■ **WHAT IS NEEDED**: Extend the article below on live-online teaching in the Digital & Collaborative Learning certificate, writing on from its last sentence.

■ **EXTRACTED TEXT**:
┄┄┄┄┄┄┄┄┄┄

Inspiring joy & connection in online classrooms
It’s in the very essence of who we are, as a future-focused education provider, to keep evolving. We evolve to reflect changes in our learners, changes in education, and changes in the world.
One of the big changes we have made in the last 12 months, is a change to how we deliver our Postgrad Certificate in Digital & Collaborative Learning (DCL). This programme is currently delivered entirely online, and the results from Aotearoa educators have been incredible.
I sat down with Darcy Vo, Online Educator for DCL, to talk about the changes; why we’ve made them, benefits we’re seeing, and how we’ve managed to recreate the joy and engagement of our face-to-face sessions, in our live-online classrooms.
How is the DCL Postgrad Certificate currently delivered?
The programme is currently delivered entirely online, which is very exciting for us and our learners!
Students attend 2 x 1-hour sessions each week, and these are both “live-online” learning. So one of our expert educators is there, delivering the learning live during the session, as well as discussing with learners and creating opportunities for collaboration. No pre-recorded webinars, they’re sitting in online classrooms with each other and enjoying all of the engagement and collaboration that comes along with it.

┄┄┄┄┄┄┄┄┄┄

■ **INFORMATION SUPPLIED**:
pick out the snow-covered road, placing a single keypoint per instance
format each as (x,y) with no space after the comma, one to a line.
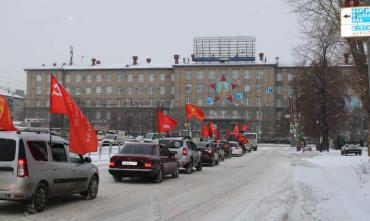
(274,183)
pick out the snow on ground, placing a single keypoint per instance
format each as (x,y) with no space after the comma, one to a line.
(329,186)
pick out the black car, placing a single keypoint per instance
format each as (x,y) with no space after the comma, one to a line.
(144,160)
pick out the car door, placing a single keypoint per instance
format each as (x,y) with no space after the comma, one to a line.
(62,169)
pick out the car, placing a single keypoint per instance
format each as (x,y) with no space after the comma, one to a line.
(252,140)
(186,152)
(144,160)
(32,170)
(351,148)
(236,149)
(210,155)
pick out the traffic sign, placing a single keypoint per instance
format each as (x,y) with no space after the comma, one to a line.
(355,22)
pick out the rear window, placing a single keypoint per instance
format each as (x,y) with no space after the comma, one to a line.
(7,149)
(250,136)
(172,143)
(137,149)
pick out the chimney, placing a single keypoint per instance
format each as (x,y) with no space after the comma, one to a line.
(346,57)
(134,60)
(261,56)
(176,57)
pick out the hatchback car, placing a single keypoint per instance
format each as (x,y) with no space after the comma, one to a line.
(144,160)
(31,170)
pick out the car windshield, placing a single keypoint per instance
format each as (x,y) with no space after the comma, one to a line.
(172,143)
(250,136)
(145,149)
(7,150)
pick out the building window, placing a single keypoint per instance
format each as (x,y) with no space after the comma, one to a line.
(188,75)
(259,74)
(98,90)
(68,79)
(39,77)
(88,78)
(188,88)
(151,78)
(259,115)
(235,75)
(199,88)
(109,90)
(162,77)
(200,75)
(78,78)
(130,78)
(258,88)
(247,88)
(247,75)
(98,78)
(141,77)
(162,90)
(120,77)
(279,77)
(130,91)
(38,90)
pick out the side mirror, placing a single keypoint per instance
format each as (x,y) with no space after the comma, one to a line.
(87,160)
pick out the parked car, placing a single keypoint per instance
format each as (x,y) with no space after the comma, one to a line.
(209,154)
(186,152)
(252,140)
(236,149)
(32,170)
(144,160)
(351,148)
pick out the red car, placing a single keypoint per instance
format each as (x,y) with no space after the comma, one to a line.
(144,160)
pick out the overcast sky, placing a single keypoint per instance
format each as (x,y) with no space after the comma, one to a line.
(35,32)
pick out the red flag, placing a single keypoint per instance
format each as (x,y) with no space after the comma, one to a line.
(82,135)
(193,111)
(205,132)
(245,127)
(57,103)
(236,130)
(6,122)
(165,123)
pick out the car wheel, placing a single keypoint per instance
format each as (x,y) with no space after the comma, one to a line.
(159,177)
(176,173)
(117,178)
(199,167)
(38,201)
(189,170)
(92,189)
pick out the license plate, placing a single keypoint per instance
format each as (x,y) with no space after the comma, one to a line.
(129,163)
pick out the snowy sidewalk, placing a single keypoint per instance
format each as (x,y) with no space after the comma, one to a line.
(329,186)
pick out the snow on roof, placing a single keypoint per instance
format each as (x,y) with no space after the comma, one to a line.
(7,94)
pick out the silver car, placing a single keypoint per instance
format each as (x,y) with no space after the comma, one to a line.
(31,170)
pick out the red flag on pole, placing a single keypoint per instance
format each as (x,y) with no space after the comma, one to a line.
(194,111)
(6,122)
(205,132)
(236,130)
(82,135)
(165,123)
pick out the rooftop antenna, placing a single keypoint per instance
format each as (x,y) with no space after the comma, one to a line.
(71,55)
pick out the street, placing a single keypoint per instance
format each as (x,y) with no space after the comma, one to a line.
(245,188)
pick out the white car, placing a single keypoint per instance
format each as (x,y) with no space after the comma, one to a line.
(236,149)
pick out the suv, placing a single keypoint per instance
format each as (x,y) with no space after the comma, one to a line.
(31,170)
(186,151)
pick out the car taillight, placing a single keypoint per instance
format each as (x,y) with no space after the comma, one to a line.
(148,164)
(22,168)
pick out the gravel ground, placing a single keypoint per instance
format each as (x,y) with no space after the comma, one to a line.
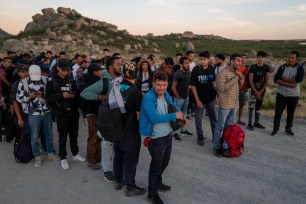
(272,170)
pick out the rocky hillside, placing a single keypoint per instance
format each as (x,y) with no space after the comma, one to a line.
(66,29)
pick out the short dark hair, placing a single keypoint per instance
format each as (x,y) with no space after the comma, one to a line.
(261,54)
(189,52)
(182,60)
(205,54)
(220,56)
(161,76)
(244,55)
(110,61)
(234,56)
(294,52)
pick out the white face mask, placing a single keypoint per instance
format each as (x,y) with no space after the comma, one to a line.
(34,73)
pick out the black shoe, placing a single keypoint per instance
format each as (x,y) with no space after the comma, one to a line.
(109,177)
(200,140)
(218,152)
(134,191)
(119,185)
(155,199)
(250,127)
(274,132)
(177,138)
(163,188)
(258,125)
(289,131)
(186,132)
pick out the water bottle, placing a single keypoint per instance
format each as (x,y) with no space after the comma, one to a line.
(225,148)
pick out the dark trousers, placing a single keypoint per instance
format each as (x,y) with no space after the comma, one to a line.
(160,151)
(281,103)
(126,157)
(93,141)
(68,125)
(255,104)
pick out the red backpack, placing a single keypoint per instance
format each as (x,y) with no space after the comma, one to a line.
(232,141)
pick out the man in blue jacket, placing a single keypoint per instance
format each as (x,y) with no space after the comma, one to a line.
(288,77)
(155,124)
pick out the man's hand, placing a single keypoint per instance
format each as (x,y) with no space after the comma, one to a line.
(102,97)
(179,115)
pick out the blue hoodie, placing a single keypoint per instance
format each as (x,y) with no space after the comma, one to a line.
(149,115)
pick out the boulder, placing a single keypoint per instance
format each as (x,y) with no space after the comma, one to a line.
(48,11)
(189,46)
(38,18)
(64,10)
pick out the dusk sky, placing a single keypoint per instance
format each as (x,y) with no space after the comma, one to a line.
(234,19)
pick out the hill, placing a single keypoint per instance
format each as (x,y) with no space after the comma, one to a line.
(66,29)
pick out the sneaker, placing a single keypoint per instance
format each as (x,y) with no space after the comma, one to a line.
(78,157)
(274,132)
(38,163)
(177,138)
(163,188)
(186,132)
(134,191)
(289,131)
(200,140)
(119,185)
(52,157)
(250,127)
(240,122)
(154,198)
(218,152)
(258,125)
(64,164)
(94,166)
(109,177)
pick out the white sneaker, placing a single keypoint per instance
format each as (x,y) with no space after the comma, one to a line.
(78,157)
(64,164)
(37,163)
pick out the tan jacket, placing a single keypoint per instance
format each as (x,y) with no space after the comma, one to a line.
(228,88)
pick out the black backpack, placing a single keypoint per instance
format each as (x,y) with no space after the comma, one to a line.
(111,123)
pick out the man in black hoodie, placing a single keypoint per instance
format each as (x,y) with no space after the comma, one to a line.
(90,110)
(61,95)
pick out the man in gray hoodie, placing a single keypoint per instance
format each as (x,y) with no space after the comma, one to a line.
(93,92)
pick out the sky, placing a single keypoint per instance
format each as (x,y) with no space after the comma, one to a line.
(233,19)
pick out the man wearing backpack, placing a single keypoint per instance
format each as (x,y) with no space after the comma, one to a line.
(155,124)
(288,77)
(90,110)
(229,81)
(93,92)
(62,97)
(258,80)
(31,91)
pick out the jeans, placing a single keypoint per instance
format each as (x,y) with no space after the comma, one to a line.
(107,156)
(211,111)
(93,141)
(68,125)
(226,117)
(38,122)
(126,157)
(182,105)
(160,151)
(281,103)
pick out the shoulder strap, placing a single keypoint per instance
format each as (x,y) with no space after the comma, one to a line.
(105,86)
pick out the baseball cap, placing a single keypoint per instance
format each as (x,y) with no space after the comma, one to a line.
(34,72)
(94,67)
(64,64)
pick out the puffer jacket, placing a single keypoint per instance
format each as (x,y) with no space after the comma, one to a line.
(228,88)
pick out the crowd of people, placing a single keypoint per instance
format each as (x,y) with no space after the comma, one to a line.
(52,88)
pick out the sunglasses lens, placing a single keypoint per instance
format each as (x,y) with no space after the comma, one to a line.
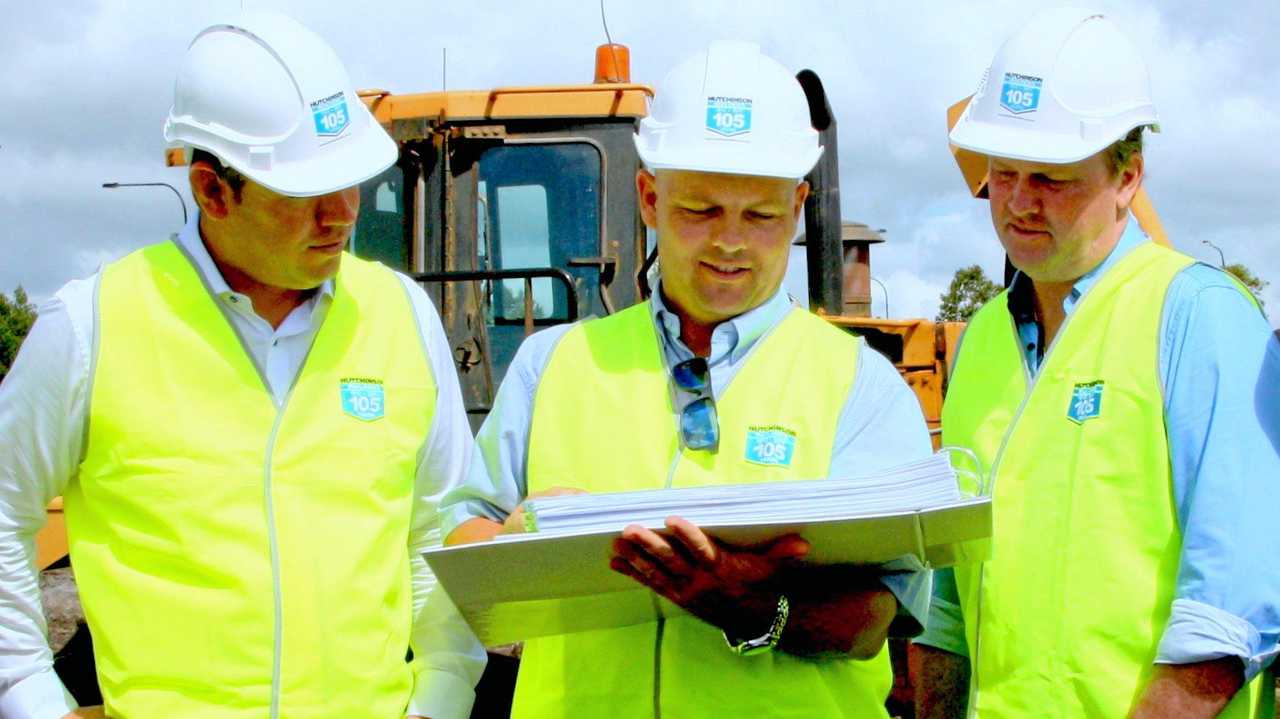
(690,375)
(699,426)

┄┄┄┄┄┄┄┄┄┄

■ **RESULT OF THIS EXERCISE**:
The two online sessions each week focus on two separate things, so it’s not repetitive. Session 1 is all about content, new concepts, unpacking theoretical frameworks, and Session 2 is support around assessments and showing how the content we’ve covered earlier in the week applies to both your assessments and your own classroom.
“It’s amazing watching our learners realise how it all weaves together, all of a sudden they can see how theories can be directly turned into innovation in their classroom, and how this contributes to the next assessment.”
We also take advantage of school holidays and run 2 x sets of longer “block days” where we can delve much deeper into some of the programme content and really pull it apart together. These days are intense – we schedule lots of breaks – but incredibly fun and rewarding.
What are some of the benefits of this new online delivery?
The key benefit that we hear time and time again is that learners love being able to take part from the comfort of their own environment. Literally wherever they are in Aotearoa, a teacher can do our DCL programme.
The timing options are also really helpful. Learners choose from different time slots for online learning during the week depending on what works for them; either directly after school so they can stick around after they finish up and take part with colleagues, or in the evenings after they’ve finished dinner and settle in to take part at home.
Sessions are also recorded, so if one of our students is unwell or something unforeseen comes up on the day, there’s a chance to catch up.
We’ve also seen learners taking part from home with their loved ones popping in or watching, which encourages the idea of life-long learning and hopefully inspires even more learning in their households.
This all links into the Teaching & Learning Strategy here at The Mind Lab, Te Ara Kōtihi, where we put the learner at the centre of everything we do, and provide the best possible environment for them to succeed.
Why did The Mind Lab switch to online learning for DCL?
We began changing the delivery model in late 2019, by bringing the weekly learning online, and then lockdown for COVID-19 changed it again. From March 2020 onwards the programme has been delivered entirely online.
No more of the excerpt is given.